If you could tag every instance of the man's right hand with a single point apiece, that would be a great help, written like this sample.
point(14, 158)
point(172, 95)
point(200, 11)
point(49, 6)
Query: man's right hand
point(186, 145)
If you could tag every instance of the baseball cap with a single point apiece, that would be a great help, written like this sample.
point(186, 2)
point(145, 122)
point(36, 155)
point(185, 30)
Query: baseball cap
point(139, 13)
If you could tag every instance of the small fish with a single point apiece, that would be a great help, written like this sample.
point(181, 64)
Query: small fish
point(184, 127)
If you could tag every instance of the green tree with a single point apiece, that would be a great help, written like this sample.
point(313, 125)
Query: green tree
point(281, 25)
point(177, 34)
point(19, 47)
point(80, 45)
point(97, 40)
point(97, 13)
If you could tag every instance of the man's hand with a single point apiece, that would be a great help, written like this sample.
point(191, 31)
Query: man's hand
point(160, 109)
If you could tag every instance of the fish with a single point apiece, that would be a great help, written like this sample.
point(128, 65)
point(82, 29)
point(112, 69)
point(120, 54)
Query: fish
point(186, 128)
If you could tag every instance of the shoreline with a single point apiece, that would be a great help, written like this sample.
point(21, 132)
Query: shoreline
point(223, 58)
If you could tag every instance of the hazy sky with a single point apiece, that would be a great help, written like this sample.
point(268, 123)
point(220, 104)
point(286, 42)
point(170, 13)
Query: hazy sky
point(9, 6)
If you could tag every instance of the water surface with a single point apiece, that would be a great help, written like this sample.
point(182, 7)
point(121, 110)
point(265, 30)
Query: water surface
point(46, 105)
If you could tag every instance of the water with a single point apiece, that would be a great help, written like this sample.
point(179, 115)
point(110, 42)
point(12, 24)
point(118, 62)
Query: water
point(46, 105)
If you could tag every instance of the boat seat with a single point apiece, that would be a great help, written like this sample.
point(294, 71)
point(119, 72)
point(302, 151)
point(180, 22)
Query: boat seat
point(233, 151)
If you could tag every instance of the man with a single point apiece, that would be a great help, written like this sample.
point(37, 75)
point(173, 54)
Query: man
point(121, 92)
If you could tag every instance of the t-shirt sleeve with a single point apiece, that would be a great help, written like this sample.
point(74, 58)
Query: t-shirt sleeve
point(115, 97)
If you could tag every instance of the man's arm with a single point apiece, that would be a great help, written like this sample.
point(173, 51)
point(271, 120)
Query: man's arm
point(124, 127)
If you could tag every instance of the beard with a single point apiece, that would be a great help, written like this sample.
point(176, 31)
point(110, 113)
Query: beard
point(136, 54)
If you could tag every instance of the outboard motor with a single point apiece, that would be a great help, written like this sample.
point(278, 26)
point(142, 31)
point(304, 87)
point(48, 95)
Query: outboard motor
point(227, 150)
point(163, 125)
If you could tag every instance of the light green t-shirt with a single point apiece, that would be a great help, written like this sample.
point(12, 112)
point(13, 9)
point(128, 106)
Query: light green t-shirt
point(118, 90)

.....

Lay out all of the material above as a numbered list with one line per entry, leaving out any blank lines.

1. If you could tag every instance of the man's right hand with a single point apiece, that would be a great help, written like this sample.
2. point(14, 158)
3. point(172, 95)
4. point(200, 11)
5. point(49, 6)
6. Query: man's right hand
7. point(186, 145)
8. If you could tag every instance of the baseball cap with a single point apiece, that would be a great help, written like this sample.
9. point(186, 2)
10. point(145, 122)
11. point(36, 155)
12. point(185, 30)
13. Query: baseball cap
14. point(139, 13)
15. If you could tag every instance of the small fish with a single point apiece, that would be a great help, written like this sample.
16. point(181, 64)
17. Query: small fish
18. point(184, 127)
19. If you could tag every instance of the green tree with a single point apiece, that would be a great help, written like this sample.
20. point(313, 125)
21. Query: green tree
22. point(281, 25)
23. point(177, 34)
24. point(19, 47)
25. point(80, 45)
26. point(97, 40)
27. point(97, 13)
28. If you could tag every instance of the man's hand with a single point apiece, that would be a great help, written like this sample.
29. point(191, 31)
30. Query: man's hand
31. point(160, 109)
32. If you could tag every instance of the fish with a single point apiece, that would be a great help, written like this sample.
33. point(128, 65)
34. point(82, 29)
35. point(112, 69)
36. point(120, 54)
37. Query: fish
38. point(186, 128)
39. If you could tag every instance of the shoreline with a single point apiece, that would be a great help, written like this sample.
40. point(21, 132)
41. Query: shoreline
42. point(223, 58)
43. If you could tag every instance of the hazy sky with a single point apiece, that would be a great help, written like this sample.
44. point(268, 123)
45. point(220, 104)
46. point(286, 42)
47. point(170, 13)
48. Query: hazy sky
49. point(9, 6)
50. If you could tag every instance of the water surface with a single point apiece, that would be a great help, written like this sample.
51. point(182, 7)
52. point(121, 110)
53. point(265, 30)
54. Query: water surface
55. point(46, 105)
56. If you could tag every instance of the water with a single point apiece, that would be a great help, written like this sample.
57. point(179, 115)
58. point(110, 42)
59. point(12, 24)
60. point(118, 62)
61. Query: water
62. point(46, 105)
63. If you could tag every instance of the boat seat with a single point apiece, that would be a great help, written like this sample.
64. point(294, 71)
65. point(119, 72)
66. point(302, 151)
67. point(180, 22)
68. Query: boat seat
69. point(233, 151)
70. If you could tag every instance of the man with a single point apiece, that would be a great help, written like this sample.
71. point(37, 75)
72. point(173, 54)
73. Query: man
74. point(121, 92)
75. If you could tag every instance of the t-shirt sleeve with a single point apiece, that would be a great help, written like this sample.
76. point(74, 58)
77. Query: t-shirt sleeve
78. point(115, 97)
79. If you could tag every instance of the man's arm with a single point apiece, that would be a great help, written like this sample.
80. point(173, 51)
81. point(271, 120)
82. Query: man's arm
83. point(124, 127)
84. If you could tag every instance of the beard with a single point apiece, that would be a great help, written like this sample.
85. point(176, 31)
86. point(110, 113)
87. Query: beard
88. point(136, 54)
89. If you could tag every instance of the outboard motor with a single point apiece, that would be a great help, written like this sample.
90. point(278, 26)
91. point(142, 31)
92. point(304, 87)
93. point(48, 95)
94. Query: outboard motor
95. point(227, 150)
96. point(163, 125)
97. If you could tag every instance of the light green t-shirt with a single point apiece, that would be a great help, written like this sample.
98. point(12, 112)
99. point(13, 9)
100. point(128, 106)
101. Query: light green t-shirt
102. point(118, 90)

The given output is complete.